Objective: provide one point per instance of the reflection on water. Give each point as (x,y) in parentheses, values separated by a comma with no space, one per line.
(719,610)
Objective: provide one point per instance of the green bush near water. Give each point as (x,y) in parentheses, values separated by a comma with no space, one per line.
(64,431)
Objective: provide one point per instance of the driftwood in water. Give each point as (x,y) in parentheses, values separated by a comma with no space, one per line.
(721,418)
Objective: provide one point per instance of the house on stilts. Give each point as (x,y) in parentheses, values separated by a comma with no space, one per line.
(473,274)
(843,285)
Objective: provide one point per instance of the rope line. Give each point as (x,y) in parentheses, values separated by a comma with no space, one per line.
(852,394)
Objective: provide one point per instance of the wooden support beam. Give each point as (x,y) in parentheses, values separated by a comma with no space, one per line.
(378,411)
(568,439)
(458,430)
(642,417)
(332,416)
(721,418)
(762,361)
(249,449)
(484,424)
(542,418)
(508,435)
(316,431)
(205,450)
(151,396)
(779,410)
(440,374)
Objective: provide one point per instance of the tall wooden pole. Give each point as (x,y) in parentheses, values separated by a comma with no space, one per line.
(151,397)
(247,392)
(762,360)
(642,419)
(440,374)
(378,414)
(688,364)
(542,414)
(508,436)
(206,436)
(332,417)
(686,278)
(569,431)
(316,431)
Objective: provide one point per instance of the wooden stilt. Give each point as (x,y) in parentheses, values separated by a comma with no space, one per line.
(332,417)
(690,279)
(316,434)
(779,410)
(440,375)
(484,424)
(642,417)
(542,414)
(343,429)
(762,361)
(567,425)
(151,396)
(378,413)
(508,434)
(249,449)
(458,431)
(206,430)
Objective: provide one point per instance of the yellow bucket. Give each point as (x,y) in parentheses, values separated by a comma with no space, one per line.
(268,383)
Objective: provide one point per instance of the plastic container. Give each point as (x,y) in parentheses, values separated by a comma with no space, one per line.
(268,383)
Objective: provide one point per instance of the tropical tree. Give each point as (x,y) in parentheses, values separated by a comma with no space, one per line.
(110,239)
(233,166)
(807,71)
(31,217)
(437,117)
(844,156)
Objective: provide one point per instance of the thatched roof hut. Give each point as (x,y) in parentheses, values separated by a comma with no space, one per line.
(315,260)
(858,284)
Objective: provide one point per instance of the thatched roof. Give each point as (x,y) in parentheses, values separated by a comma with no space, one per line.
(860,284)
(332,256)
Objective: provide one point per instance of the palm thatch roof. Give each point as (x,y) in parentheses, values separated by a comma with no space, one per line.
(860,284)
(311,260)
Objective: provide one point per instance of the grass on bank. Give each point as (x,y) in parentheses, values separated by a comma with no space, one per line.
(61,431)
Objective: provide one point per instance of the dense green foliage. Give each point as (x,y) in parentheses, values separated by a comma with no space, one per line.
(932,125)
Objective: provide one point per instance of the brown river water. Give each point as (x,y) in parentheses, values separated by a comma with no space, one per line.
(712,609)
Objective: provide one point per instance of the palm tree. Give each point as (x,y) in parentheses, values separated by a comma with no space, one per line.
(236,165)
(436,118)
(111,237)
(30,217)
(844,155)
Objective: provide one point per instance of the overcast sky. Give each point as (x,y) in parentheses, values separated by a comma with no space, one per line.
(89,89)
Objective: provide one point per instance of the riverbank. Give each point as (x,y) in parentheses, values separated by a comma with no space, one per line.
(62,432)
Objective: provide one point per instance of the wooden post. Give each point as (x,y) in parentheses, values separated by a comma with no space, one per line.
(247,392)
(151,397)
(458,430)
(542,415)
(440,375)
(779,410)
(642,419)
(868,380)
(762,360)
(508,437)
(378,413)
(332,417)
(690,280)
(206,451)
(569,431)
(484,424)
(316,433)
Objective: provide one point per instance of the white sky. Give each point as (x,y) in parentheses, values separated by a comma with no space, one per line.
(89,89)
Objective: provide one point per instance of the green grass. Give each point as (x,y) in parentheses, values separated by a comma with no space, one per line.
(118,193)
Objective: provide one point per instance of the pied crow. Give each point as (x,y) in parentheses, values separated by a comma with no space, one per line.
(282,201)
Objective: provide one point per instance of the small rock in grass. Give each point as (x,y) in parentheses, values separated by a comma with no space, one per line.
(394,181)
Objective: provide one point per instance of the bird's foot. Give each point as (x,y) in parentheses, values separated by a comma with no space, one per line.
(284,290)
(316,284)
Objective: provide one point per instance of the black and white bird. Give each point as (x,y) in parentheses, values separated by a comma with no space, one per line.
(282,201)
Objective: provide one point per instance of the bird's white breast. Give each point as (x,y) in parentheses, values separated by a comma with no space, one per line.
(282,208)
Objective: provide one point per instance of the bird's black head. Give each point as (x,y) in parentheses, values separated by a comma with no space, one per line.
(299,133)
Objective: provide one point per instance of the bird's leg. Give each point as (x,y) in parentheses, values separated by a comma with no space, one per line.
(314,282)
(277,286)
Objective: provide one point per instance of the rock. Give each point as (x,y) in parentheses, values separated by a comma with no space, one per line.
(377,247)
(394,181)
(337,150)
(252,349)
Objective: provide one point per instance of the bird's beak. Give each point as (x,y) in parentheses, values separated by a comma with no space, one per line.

THE PROBLEM: Please restate the material above exactly, line by line.

RESPONSE AREA:
Objective: provide one point per instance of the reflection on water. Give each point as (x,y) in parentheses, values separated by a comma with no space, one per line.
(719,610)
Objective: provide one point per instance of the green bush near water. Give each point as (x,y) in parentheses, values separated by a comma with no space, one per line.
(64,431)
Objective: provide one point per instance of the driftwood in water. Give each point as (x,y) in parentheses, values separated by a comma with no space, one per line.
(721,418)
Objective: provide one point per instance of the house on stilts. Give each point as (x,y) in parentheses, values separated by a comma with no space, one per line.
(473,274)
(843,285)
Objective: provide one point per instance of the rope line. Give each point as (x,y) in parentheses, values separated by a comma with no space, one per line.
(852,394)
Objective: provide one point per instance of the wooden support beam. Give each point as (x,y) in parentheses, values separated by a comma with no space, one per line.
(378,411)
(568,439)
(458,430)
(642,417)
(332,416)
(721,418)
(762,361)
(249,449)
(484,424)
(542,418)
(508,435)
(316,431)
(205,450)
(151,396)
(779,410)
(440,374)
Objective: provide one point per instance of the tall wooden pole. Give each point as (x,y) in parentheses, values separated by a comma with no space, one per line.
(151,397)
(247,392)
(762,360)
(642,419)
(440,374)
(378,414)
(688,364)
(542,414)
(508,436)
(206,436)
(332,417)
(686,278)
(569,431)
(316,431)
Objective: provide one point per instance of the wooden stilt. Give each point as (x,y) in parentheses, values separated by a comma with no space, one per line.
(332,417)
(690,279)
(316,434)
(779,410)
(440,375)
(484,424)
(642,417)
(542,414)
(343,429)
(762,361)
(567,425)
(151,396)
(378,413)
(508,434)
(249,449)
(458,431)
(206,430)
Objective: provide one point per instance of the yellow bucket. Give each point as (x,y) in parentheses, values separated by a comma with no space, one per line.
(268,383)
Objective: provide one point per instance of the plastic container. Give each point as (x,y) in parentheses, values separated by a comma with no space, one per line.
(268,383)
Objective: provide one point per instance of the tropical tree. Give each point as (x,y) in parentheses, values separated by a comma with no space, one per line.
(110,239)
(233,166)
(807,71)
(31,217)
(437,117)
(844,156)
Objective: provide one point per instance of the thatched roof hut. Give each point as (x,y) in parentheses, values separated by a comma with no space, one per line.
(315,260)
(858,284)
Objective: provide one point per instance of the thatched roof. Give each point as (x,y) in parentheses, values separated by a comma with no space, one per line.
(860,284)
(332,256)
Objective: provide one point per instance of the palm thatch roof. Give each point as (x,y) in parentheses, values separated by a comma with no space, one per line.
(860,284)
(311,260)
Objective: provide one point per instance of the grass on bank. Give each point as (x,y) in parentheses, values separated by a comma with no space, one per line.
(61,431)
Objective: provide one point per instance of the dense green foliage. Give each point as (x,y) in parentheses, values separated by a comma with no space, one per line.
(932,125)
Objective: provide one point per instance of the brown river water. Give each point as (x,y) in parentheses, values separated by a comma with no space, one per line.
(712,609)
Objective: provide one point per instance of the palm tree. Give each point as (x,y) in parentheses, values separated by a comma with no space, one per line.
(236,165)
(436,118)
(111,237)
(30,217)
(844,155)
Objective: provide one point per instance of the overcast sky. Give each point as (x,y) in parentheses, values separated by a comma with no space, one per line.
(89,89)
Objective: provide one point per instance of the riverbank. Give each point as (x,y) in parentheses, values separated by a comma with no space, one per line.
(62,432)
Objective: provide one point per instance of the wooden post. Give each point as (x,y) in parentheses, values separated by a comma with no space, one per line.
(247,392)
(151,397)
(458,430)
(542,415)
(440,375)
(779,410)
(642,419)
(868,380)
(762,360)
(508,437)
(378,413)
(332,417)
(690,280)
(206,451)
(569,431)
(484,424)
(316,433)
Objective: provide one point per instance of the white sky. Give each point as (x,y) in parentheses, values separated by a comma with no space, one per line.
(89,89)
Objective: provide one point per instance of the green grass. Give each point as (x,y) in parentheses, values separated by a comma with no space, one per line.
(118,193)
Objective: provide one point per instance of the pied crow. Give each point as (x,y) in parentheses, values separated by a comma with no space, one per line.
(282,201)
Objective: provide one point per instance of the small rock in grass. Give each point as (x,y) in parentheses, values separated by a comma with no space, one per line.
(394,181)
Objective: provide one point per instance of the bird's foot. Give each point as (x,y) in parentheses, values separated by a comma with no space, one per line.
(284,290)
(316,284)
Objective: provide one point per instance of the black and white bird. Give each point as (x,y) in parentheses, values separated by a comma with no space, one per line.
(282,201)
Objective: provide one point per instance of the bird's white breast. Give each point as (x,y) in parentheses, values separated by a comma with no space, one per line.
(282,208)
Objective: provide one point per instance of the bird's black head. Give each point as (x,y) in parentheses, values separated by a comma with no space, one per line.
(299,133)
Objective: provide one point per instance of the bird's leg. Give each point as (x,y) in parentheses, values separated by a comma with no space, one per line.
(314,282)
(277,286)
Objective: provide one point per instance of the rock. Give each point as (x,y) in parentheses, values separated by a comma with no space, one per line.
(377,247)
(394,181)
(337,150)
(252,349)
Objective: provide one point per instance of the bird's beak. Give each point as (x,y) in parentheses, values separated by a comma with no space, one per line.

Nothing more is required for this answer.